— INSTRUCTIONS FOR THE TASK —
With pictures excluded, output exactly the lines that run from the first line of the data below through the line containing "5L758 8L753 60L776".

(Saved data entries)
***

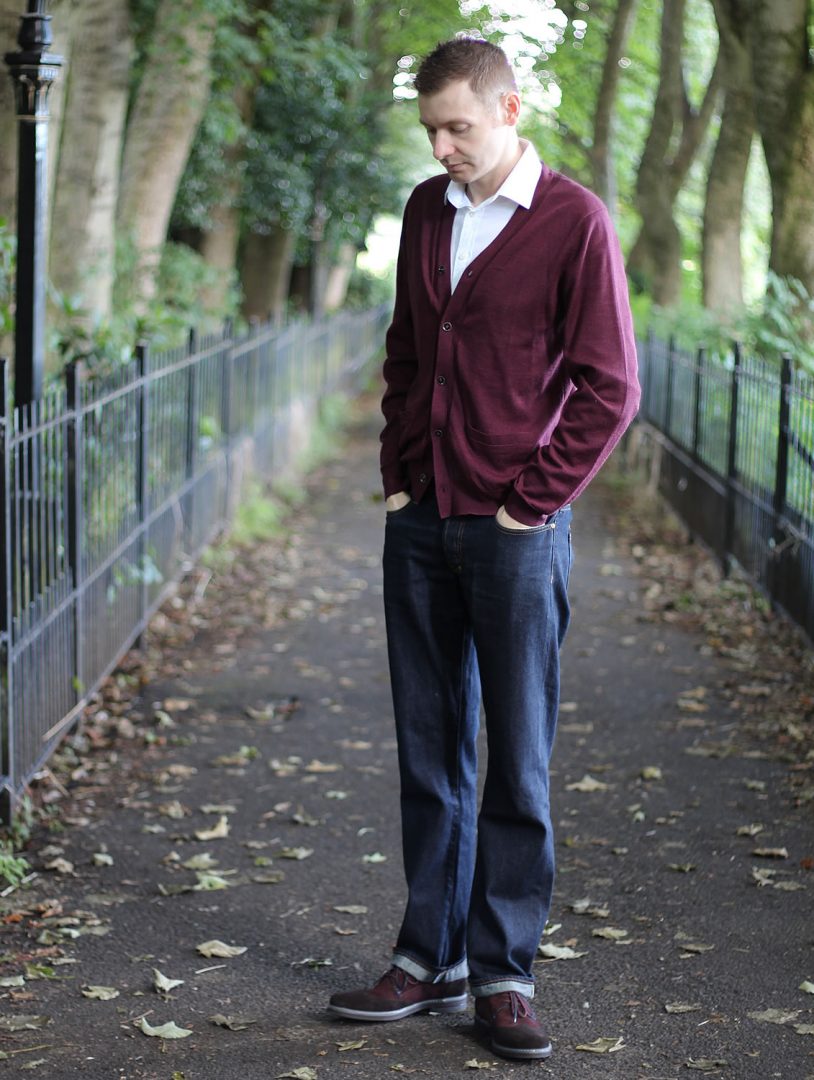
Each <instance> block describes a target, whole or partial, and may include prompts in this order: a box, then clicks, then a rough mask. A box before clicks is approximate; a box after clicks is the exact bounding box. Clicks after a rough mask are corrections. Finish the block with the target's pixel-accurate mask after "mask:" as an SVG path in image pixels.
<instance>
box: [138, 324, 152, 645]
mask: <svg viewBox="0 0 814 1080" xmlns="http://www.w3.org/2000/svg"><path fill="white" fill-rule="evenodd" d="M136 367H137V370H138V406H137V410H138V462H137V465H136V507H137V508H138V527H139V530H140V540H139V543H138V555H139V563H140V570H141V573H140V578H141V588H140V590H139V622H140V624H141V630H140V632H139V635H138V637H137V638H136V648H137V649H140V648H141V634H143V633H144V630H145V620H146V619H147V611H148V610H149V607H150V596H149V585H148V578H149V575H148V573H147V549H148V543H147V541H148V529H147V518H148V516H149V510H150V508H149V505H148V502H149V491H148V470H149V460H150V386H149V372H150V347H149V346H148V345H147V343H146V342H145V341H139V343H138V345H137V346H136Z"/></svg>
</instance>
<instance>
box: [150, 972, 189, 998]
mask: <svg viewBox="0 0 814 1080" xmlns="http://www.w3.org/2000/svg"><path fill="white" fill-rule="evenodd" d="M152 985H153V987H154V988H155V990H157V991H158V993H159V994H168V993H169V991H171V990H174V989H175V988H176V986H184V980H182V978H167V977H166V975H164V974H162V972H160V971H159V969H158V968H153V969H152Z"/></svg>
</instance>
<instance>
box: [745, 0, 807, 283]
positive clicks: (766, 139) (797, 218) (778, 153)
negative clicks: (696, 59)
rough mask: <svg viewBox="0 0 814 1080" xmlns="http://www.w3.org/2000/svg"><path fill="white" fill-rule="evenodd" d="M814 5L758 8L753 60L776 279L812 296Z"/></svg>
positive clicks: (791, 4) (782, 1)
mask: <svg viewBox="0 0 814 1080" xmlns="http://www.w3.org/2000/svg"><path fill="white" fill-rule="evenodd" d="M810 8H811V3H810V2H809V0H758V2H757V3H756V14H755V27H754V29H755V32H754V35H752V57H754V72H755V86H756V91H757V94H756V109H757V118H758V127H759V130H760V135H761V138H762V140H763V148H764V150H765V158H766V165H768V167H769V176H770V180H771V186H772V251H771V255H770V260H769V265H770V267H771V269H772V270H774V271H775V272H776V273H778V274H783V275H790V276H793V278H799V279H800V281H802V283H803V284H804V285H805V286H806V288H808V289H809V292H810V293H812V294H814V185H813V184H812V176H814V63H812V58H811V52H810V46H811V42H810V40H809V26H808V22H809V18H810Z"/></svg>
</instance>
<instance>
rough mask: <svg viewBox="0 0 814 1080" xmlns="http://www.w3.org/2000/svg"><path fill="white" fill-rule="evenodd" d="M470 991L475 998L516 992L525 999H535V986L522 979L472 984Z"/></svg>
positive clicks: (505, 980)
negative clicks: (511, 990)
mask: <svg viewBox="0 0 814 1080" xmlns="http://www.w3.org/2000/svg"><path fill="white" fill-rule="evenodd" d="M470 990H471V991H472V996H473V998H489V997H491V996H492V994H506V993H507V991H508V990H514V991H515V993H516V994H521V995H523V996H524V997H525V998H533V997H534V984H533V983H526V982H524V981H523V980H521V978H494V980H491V982H488V983H475V984H473V983H470Z"/></svg>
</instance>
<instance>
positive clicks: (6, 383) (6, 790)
mask: <svg viewBox="0 0 814 1080" xmlns="http://www.w3.org/2000/svg"><path fill="white" fill-rule="evenodd" d="M13 428H14V406H13V403H12V399H11V387H10V384H9V361H8V360H5V357H3V359H0V429H1V430H2V462H1V463H0V513H1V514H2V515H3V517H2V523H0V694H1V698H2V702H1V704H0V707H1V710H2V712H1V713H0V746H2V759H1V760H0V783H1V784H2V787H1V788H0V820H2V821H3V822H6V823H8V822H10V821H11V816H12V810H13V805H14V792H15V791H16V778H15V775H14V741H15V740H14V663H13V660H14V657H13V646H14V636H13V629H14V577H13V572H14V571H13V565H14V564H13V543H14V524H13V514H14V508H13V491H14V487H13V481H12V464H13V460H12V453H11V449H12V437H13Z"/></svg>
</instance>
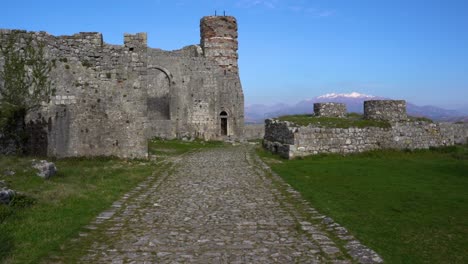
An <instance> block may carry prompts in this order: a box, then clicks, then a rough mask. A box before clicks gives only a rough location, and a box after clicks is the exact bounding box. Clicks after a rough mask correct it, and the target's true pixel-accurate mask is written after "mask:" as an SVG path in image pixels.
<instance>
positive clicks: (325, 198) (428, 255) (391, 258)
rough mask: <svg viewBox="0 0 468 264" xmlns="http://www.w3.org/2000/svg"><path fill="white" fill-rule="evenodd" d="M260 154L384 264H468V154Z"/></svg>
mask: <svg viewBox="0 0 468 264" xmlns="http://www.w3.org/2000/svg"><path fill="white" fill-rule="evenodd" d="M260 153H261V155H262V156H263V158H264V159H265V160H266V161H267V162H269V163H270V165H271V167H272V168H273V170H274V171H276V172H277V173H278V174H280V175H281V176H282V177H283V178H284V179H285V180H286V181H287V182H288V183H290V184H291V185H292V186H293V187H294V188H296V189H297V190H298V191H300V192H301V193H302V194H303V196H304V197H305V198H306V199H308V200H310V201H311V202H312V204H313V205H314V206H315V207H316V208H317V209H318V210H320V211H321V212H322V213H324V214H327V215H330V216H331V217H332V218H334V219H335V220H336V221H338V222H339V223H341V224H343V225H344V226H346V227H347V228H348V229H349V230H350V231H351V232H352V233H353V234H354V235H356V237H358V238H359V239H360V240H362V241H363V242H364V243H365V244H366V245H368V246H370V247H371V248H373V249H375V250H376V251H377V252H378V253H380V254H381V255H382V256H383V257H384V259H385V260H386V262H387V263H468V250H467V247H466V245H468V191H467V190H468V147H466V146H465V147H459V148H446V149H441V150H438V151H418V152H413V153H405V152H396V151H385V152H382V151H381V152H371V153H367V154H359V155H353V156H347V157H342V156H334V155H331V156H316V157H308V158H305V159H303V160H291V161H287V160H279V159H277V158H276V157H272V156H271V155H269V154H267V153H265V152H260Z"/></svg>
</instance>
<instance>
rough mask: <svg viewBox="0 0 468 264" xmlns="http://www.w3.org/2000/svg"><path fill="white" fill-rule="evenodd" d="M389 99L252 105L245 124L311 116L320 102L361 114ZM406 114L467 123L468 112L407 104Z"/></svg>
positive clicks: (332, 100) (248, 106) (361, 94)
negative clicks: (366, 101) (294, 103)
mask: <svg viewBox="0 0 468 264" xmlns="http://www.w3.org/2000/svg"><path fill="white" fill-rule="evenodd" d="M384 99H389V98H385V97H380V96H372V95H367V94H360V93H357V92H352V93H349V94H339V93H330V94H325V95H321V96H317V97H315V98H313V99H306V100H303V101H300V102H298V103H296V104H294V105H287V104H274V105H263V104H253V105H248V106H246V107H245V122H246V123H263V122H264V120H265V119H267V118H272V117H278V116H282V115H294V114H312V113H313V112H314V103H321V102H336V103H344V104H346V107H347V109H348V113H351V112H356V113H362V112H363V111H364V109H363V103H364V101H367V100H384ZM407 112H408V115H411V116H418V117H420V116H423V117H428V118H430V119H432V120H435V121H447V122H456V121H463V122H468V112H464V111H457V110H447V109H443V108H440V107H436V106H430V105H426V106H417V105H415V104H412V103H410V102H407Z"/></svg>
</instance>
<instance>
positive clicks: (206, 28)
mask: <svg viewBox="0 0 468 264" xmlns="http://www.w3.org/2000/svg"><path fill="white" fill-rule="evenodd" d="M200 31H201V32H200V33H201V40H200V44H201V48H202V49H203V54H204V55H205V57H207V58H213V59H214V60H215V61H216V62H217V63H218V64H219V65H220V66H221V67H223V68H224V69H225V70H228V71H232V72H237V71H238V66H237V59H238V55H237V49H238V42H237V21H236V19H235V18H234V17H232V16H206V17H203V18H202V19H201V20H200Z"/></svg>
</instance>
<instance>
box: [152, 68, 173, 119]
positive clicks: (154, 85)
mask: <svg viewBox="0 0 468 264" xmlns="http://www.w3.org/2000/svg"><path fill="white" fill-rule="evenodd" d="M147 80H148V97H147V106H148V117H149V119H150V120H151V121H157V120H170V97H169V96H170V89H171V75H170V73H169V72H168V71H167V70H166V69H164V68H161V67H158V66H149V67H148V75H147Z"/></svg>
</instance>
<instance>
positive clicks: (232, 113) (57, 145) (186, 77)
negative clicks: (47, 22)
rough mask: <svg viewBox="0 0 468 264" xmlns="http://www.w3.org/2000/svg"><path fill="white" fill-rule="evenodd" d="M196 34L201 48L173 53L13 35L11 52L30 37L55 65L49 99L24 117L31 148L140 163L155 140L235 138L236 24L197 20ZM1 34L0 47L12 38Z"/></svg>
mask: <svg viewBox="0 0 468 264" xmlns="http://www.w3.org/2000/svg"><path fill="white" fill-rule="evenodd" d="M200 31H201V41H200V45H192V46H187V47H184V48H182V49H180V50H175V51H163V50H160V49H155V48H149V47H148V46H147V35H146V33H138V34H125V35H124V45H123V46H122V45H110V44H107V43H104V42H103V37H102V34H100V33H79V34H75V35H73V36H59V37H55V36H51V35H49V34H47V33H46V32H26V31H19V36H20V40H19V43H18V45H21V43H22V42H23V41H22V40H21V38H25V37H29V36H30V37H32V38H33V39H34V40H36V41H40V42H43V43H45V52H46V54H47V57H48V59H50V60H52V61H53V62H54V63H55V67H54V68H53V70H52V72H51V74H50V78H51V81H52V85H53V87H54V88H55V89H56V93H55V96H54V97H53V98H52V100H51V101H50V103H48V104H45V103H44V104H43V107H42V108H41V109H40V110H39V111H37V112H35V113H33V114H31V115H30V116H28V117H27V120H28V127H29V128H31V133H30V134H31V138H30V141H31V144H30V146H31V148H34V150H35V151H34V152H35V153H36V154H43V155H48V156H57V157H70V156H109V155H113V156H118V157H129V158H144V157H147V153H148V152H147V140H148V139H151V138H154V137H161V138H168V139H171V138H183V137H198V138H204V139H223V138H226V137H234V138H237V137H241V136H242V134H243V129H244V127H243V126H244V95H243V92H242V86H241V82H240V78H239V71H238V64H237V59H238V54H237V49H238V42H237V22H236V19H235V18H234V17H230V16H208V17H204V18H202V19H201V21H200ZM16 32H18V31H16ZM1 33H2V36H3V39H1V40H0V41H5V40H6V38H7V37H8V35H9V34H12V31H10V30H2V31H1ZM2 63H3V62H2V59H1V57H0V67H2ZM0 81H1V80H0Z"/></svg>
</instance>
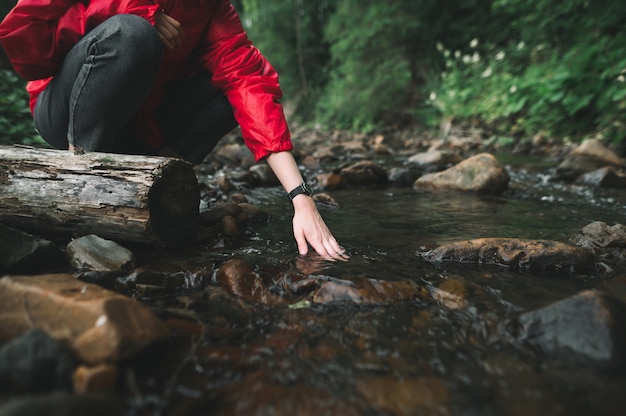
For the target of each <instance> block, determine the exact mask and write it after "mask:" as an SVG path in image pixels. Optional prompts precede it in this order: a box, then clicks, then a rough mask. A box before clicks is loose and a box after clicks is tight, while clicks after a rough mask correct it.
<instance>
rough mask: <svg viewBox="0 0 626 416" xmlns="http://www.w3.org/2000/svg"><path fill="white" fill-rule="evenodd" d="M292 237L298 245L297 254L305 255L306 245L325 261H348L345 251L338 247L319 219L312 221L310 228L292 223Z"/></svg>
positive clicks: (335, 242) (306, 248)
mask: <svg viewBox="0 0 626 416" xmlns="http://www.w3.org/2000/svg"><path fill="white" fill-rule="evenodd" d="M318 218H319V217H318ZM294 237H295V238H296V243H297V244H298V252H299V253H300V254H301V255H305V254H307V252H308V244H310V245H311V247H312V248H313V250H315V251H316V252H317V254H319V255H320V256H322V257H323V258H324V259H326V260H347V259H348V256H347V255H346V254H345V250H344V249H343V248H342V247H341V246H340V245H339V243H338V242H337V240H336V239H335V237H333V235H332V234H331V232H330V231H329V230H328V228H327V227H326V224H325V223H324V222H323V220H321V218H319V221H318V222H315V221H314V222H313V224H312V225H311V226H310V227H305V226H302V227H301V226H299V225H298V223H297V222H296V221H294Z"/></svg>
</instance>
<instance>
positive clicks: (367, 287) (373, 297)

***

— TASK OUTPUT —
Each <instance> block describes a target, whole or partial, and may include prompts in this order: a box, then clicks, then a rough mask. A box before clicks is approximate; a box after clicks is the exact bounding box. Clicks after a rough mask are corrections. Finish the block with the target's pixel-accurate mask after "mask:" as an SVG path in image pixels.
<instance>
box: [138, 324, 152, 645]
mask: <svg viewBox="0 0 814 1080" xmlns="http://www.w3.org/2000/svg"><path fill="white" fill-rule="evenodd" d="M136 367H137V370H138V406H137V410H138V462H137V465H136V507H137V508H138V527H139V530H140V540H139V543H138V555H139V563H140V570H141V573H140V578H141V588H140V590H139V622H140V624H141V630H140V632H139V635H138V637H137V638H136V648H137V649H140V648H141V634H143V633H144V630H145V620H146V619H147V611H148V610H149V607H150V596H149V585H148V578H149V575H148V573H147V549H148V543H147V541H148V529H147V518H148V516H149V510H150V508H149V505H148V502H149V491H148V470H149V460H150V386H149V372H150V347H149V346H148V345H147V343H146V342H145V341H139V343H138V345H137V346H136Z"/></svg>
</instance>
<instance>
box: [150, 972, 189, 998]
mask: <svg viewBox="0 0 814 1080" xmlns="http://www.w3.org/2000/svg"><path fill="white" fill-rule="evenodd" d="M152 985H153V987H154V988H155V990H157V991H158V993H159V994H168V993H169V991H171V990H174V989H175V988H176V986H184V980H182V978H167V977H166V975H164V974H162V972H160V971H159V969H158V968H153V969H152Z"/></svg>
</instance>
<instance>
box: [745, 0, 807, 283]
positive clicks: (766, 139) (797, 218) (778, 153)
negative clicks: (696, 59)
rough mask: <svg viewBox="0 0 814 1080" xmlns="http://www.w3.org/2000/svg"><path fill="white" fill-rule="evenodd" d="M814 5L758 8L753 60L776 279L812 296Z"/></svg>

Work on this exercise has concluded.